_Yapılacak iş_.
Tevbe Suresi 43. ayetin tefsirine dair metni, gösterilen son cümleden sonrasını yazarak devam ettirir misiniz?

_Belge alıntısı_.
* * * * * * *

Advertisement

KEVSER YAYINCILIK

  Ana Sayfa / Soru ve Cevaplar

 

Bugün :  

Sık Kullanılanlara Ekle

 

Başlangıç Sayfası Yapın

 
 

Bismillahirrahmanirrahim

 

TEVBE SÛRESİ 43. AYETİN TEFSİRİ

 Soru-22:Size Sormak istediğim, tevbe suresinin 43. ayetinin tefsiridir. Bildiğiniz gibi bu ayette Resulullah'ın bazı münafıklara veya zaif-ül iman insanlara savaşa gitmemek için verdiği izin eleştirilmektedir. Bu eleştiriyi masumiyetle nasıl bağdaştırıyorsunuz?

Cevap-22: Bizce bu ayetleri de aynı Tahrim suresindeki ayetlerin tefsirinde güttüğümüz mantıkla tefsir etmeliyiz. Evet Maalesef benzer bir çok âyet gibi, bu âyet de bazıları tarafından çarpık bir şekilde tercüme ve tefsir edilerek güya Allah Resulü'nün masumiyetine aykırı bir sonuç çıkarılmaya çalışılmıştır.

Biz yine önce âyetlerin metnini, ardından nüzûl sebebini ve bize göre doğru olan tefsirini vermeğe çalışacağız:

"Allah seni affetsin; neden doğru söyleyenler sana belli oluncaya ve yalancıların kim olduğunu öğrenmeden onlara izin verdin?"

* * * * * * *

_Verilen satırlar_.
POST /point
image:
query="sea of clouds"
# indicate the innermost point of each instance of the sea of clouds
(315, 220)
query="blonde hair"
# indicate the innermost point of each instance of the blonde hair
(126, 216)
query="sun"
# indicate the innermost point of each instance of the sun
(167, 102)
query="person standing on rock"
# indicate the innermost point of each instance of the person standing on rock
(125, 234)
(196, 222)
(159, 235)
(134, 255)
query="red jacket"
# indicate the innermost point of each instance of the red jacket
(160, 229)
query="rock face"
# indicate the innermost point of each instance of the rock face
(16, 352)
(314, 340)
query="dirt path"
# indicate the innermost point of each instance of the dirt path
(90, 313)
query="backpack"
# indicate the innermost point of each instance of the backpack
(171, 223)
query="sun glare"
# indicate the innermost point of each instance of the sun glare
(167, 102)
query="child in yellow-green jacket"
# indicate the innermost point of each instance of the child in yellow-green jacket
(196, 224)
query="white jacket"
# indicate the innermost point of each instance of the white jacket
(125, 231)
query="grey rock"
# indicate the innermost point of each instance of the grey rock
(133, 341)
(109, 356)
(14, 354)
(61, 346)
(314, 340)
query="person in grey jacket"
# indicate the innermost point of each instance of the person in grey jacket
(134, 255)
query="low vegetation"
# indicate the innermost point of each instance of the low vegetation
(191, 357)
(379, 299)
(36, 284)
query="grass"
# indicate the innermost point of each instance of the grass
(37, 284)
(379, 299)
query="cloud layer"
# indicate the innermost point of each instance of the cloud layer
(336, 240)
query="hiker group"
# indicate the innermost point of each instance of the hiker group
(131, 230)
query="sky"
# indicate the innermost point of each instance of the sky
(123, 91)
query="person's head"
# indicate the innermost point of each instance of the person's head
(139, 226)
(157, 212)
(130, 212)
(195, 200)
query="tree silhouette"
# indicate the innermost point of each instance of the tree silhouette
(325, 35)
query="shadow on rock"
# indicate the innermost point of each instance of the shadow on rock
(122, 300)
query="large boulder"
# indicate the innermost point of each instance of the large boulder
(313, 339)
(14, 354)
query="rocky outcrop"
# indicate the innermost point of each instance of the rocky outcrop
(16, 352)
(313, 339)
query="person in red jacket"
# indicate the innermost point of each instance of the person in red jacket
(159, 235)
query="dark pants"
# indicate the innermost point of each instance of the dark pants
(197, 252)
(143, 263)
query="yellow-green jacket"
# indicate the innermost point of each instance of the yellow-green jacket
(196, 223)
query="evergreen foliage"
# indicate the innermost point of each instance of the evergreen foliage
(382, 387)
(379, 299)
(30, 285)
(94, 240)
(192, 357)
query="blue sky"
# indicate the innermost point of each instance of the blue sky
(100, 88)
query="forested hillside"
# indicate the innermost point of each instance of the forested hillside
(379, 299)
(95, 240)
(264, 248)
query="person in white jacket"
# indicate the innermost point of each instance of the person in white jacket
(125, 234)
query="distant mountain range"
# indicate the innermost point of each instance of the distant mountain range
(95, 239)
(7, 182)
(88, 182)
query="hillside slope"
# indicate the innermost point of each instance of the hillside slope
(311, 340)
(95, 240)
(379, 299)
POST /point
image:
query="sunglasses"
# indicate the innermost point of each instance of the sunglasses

* * * * * * *

_Görev yanıtı_.
"Allah'a ve âhiret gününe iman edenler, mallarıyla ve canlarıyla cihad etmekten (kaçınmak için) senden izin istemezler. Allah takvâ sahiplerini bilendir."

"Senden yalnızca Allah'a ve âhiret gününe inanmayan, kalpleri kuşkuya kapılıp da kuşkularında kararsızlığa düşenler izin ister."

"Eğer onlar (gerçekten savaşa) çıkmak isteselerdi, herhalde ona hazırlık yaparlardı. Ancak Allah, (onların savaşa) doğru hareket etmelerini çirkin gördü de (tevfikini onlardan uzaklaştırıp savaşa çıkmalarına) engel oldu ve (onlara): "Siz de oturanlarla birlikte oturun" denildi."

"Sizinle birlikte çıksalardı, size kötülük ve zarardan başka bir şey ilave etmez ve hemen aranıza mutlaka fitne (ihtilaf ve nifak) sokmağa koyulurlardı. İçinizde onlara haber taşıyanlar vardır. Allah zulme sapanları bilir."...(Tevbe, 43 ila 47)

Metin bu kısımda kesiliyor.